* _VORGEGEBENER TEXT_:

┏━━

Dem "Amerikanischen Traum" etwas entgegensetzen

Der Europäische Traum

"Er ist mächtig und kühn, der erste 'Traum', der sich an ein globales Bewusstsein richtet. Er ist das Spiegelbild zum 'Amerikanischen Traum', aber möglicherweise ein Traum, der besser zu einer Welt passt, die global ist und enger vernetzt." (Jeremy Rifkin)

Amerikaner glauben an Träume, vor allem an den einen: an den vom sozialen Aufstieg, an den, der aus Tellerwäschern Millionäre macht. So wurde "der amerikanische Traum" schnell zum Leitbild vieler Generationen, auch der von Jeremy Rifkin.

Wir sind mit dem "Amerikanischen Traum" groß geworden. Was uns unsere Eltern damit sagen wollten, ist, dass in Amerika jeder, ungeachtet seiner Herkunft, Erfolg haben kann, wenn er nur hart arbeitet. Jeder ist für sein Schicksal selbst verantwortlich. Denke nicht an gesellschaftliche Unterstützung, die Devise heißt "schwimm oder geh unter".

┗━━

* _ERFASSTE DATENSÄTZE_:
┏━━

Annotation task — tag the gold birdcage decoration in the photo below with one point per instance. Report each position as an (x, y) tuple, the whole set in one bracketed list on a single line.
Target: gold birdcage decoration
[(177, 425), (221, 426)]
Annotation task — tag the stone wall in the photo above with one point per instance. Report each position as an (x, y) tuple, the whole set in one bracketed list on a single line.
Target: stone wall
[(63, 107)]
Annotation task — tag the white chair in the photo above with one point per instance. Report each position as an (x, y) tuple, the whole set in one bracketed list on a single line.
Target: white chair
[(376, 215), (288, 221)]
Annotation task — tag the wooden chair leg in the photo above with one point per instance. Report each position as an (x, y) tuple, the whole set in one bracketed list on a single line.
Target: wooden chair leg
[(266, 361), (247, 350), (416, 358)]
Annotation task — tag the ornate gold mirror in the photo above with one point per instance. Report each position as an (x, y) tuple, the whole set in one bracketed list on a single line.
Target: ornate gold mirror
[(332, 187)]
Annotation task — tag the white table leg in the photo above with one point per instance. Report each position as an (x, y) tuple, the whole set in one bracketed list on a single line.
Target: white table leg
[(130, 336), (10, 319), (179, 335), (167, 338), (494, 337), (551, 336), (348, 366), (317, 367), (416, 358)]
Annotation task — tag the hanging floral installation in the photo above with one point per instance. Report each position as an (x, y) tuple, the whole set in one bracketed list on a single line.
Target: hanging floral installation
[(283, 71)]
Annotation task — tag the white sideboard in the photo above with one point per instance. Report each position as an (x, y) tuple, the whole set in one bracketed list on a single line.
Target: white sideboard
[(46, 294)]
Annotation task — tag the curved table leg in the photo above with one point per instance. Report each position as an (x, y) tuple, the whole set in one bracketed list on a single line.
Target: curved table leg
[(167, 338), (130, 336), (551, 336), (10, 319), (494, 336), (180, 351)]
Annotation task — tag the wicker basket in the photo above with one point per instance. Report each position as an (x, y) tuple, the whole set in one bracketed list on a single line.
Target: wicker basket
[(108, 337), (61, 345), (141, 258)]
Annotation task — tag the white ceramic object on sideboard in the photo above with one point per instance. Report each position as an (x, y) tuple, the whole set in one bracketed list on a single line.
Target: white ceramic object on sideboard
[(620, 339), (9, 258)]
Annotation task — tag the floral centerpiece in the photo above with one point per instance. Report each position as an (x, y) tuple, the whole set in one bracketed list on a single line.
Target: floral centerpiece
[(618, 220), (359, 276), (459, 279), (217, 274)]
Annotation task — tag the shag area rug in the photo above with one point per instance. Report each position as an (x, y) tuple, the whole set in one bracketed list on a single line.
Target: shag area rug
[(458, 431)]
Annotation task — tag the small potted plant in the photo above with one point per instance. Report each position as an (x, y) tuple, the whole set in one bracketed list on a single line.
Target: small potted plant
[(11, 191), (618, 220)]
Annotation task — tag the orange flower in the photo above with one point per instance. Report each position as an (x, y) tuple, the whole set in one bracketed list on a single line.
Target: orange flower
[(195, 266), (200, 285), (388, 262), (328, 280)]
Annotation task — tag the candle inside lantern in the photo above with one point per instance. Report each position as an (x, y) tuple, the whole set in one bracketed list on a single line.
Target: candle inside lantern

┗━━

* _AUFGABE 1_: Zähle alle Aussagen auf, die das Zitat von Jeremy Rifkin im Text über den Europäischen Traum über diesen Traum trifft.
* _AUFGABE 2_: Führe den Text über den Europäischen Traum im Anschluss an seinen letzten Satz weiter.

* _LÖSUNG 1_:
- Er ist mächtig.
- Er ist kühn.
- Er ist der erste „Traum“, der sich an ein globales Bewusstsein richtet.
- Er ist das Spiegelbild zum „Amerikanischen Traum“.
- Er ist möglicherweise ein Traum, der besser zu einer Welt passt, die global ist und enger vernetzt.

* _LÖSUNG 2_:
Es gibt einen besseren Traum

Doch der "Amerikanische Traum" hat an Strahlkraft verloren. Börsenkrach, stagnierende Löhne, hohe Kriminalität und steigende Armut weckten den Verdacht, dass der "american way of life" eine Sackgasse sein könnte. "Amerika", sagt Rifkin, "ist das Land der unbegrenzten Möglichkeiten für ein kleines Segment Besserverdienender und das Land des Scheiterns für viele andere".

Es wären triste Aussichten, gäbe es nicht eine Alternative, einen neuen, einen anderen, einen besseren Traum: den europäischen. Er sei der Versuch, "einen neuen historischen Bezugsrahmen zu schaffen", der das Individuum von dem "alten Unfug abendländischer Ideologien" befreien und in ein neues Zeitalter führen könne. Mit dem "Europäischen Traum", glaubt Rifkin, "beginnt eine neue Geschichte".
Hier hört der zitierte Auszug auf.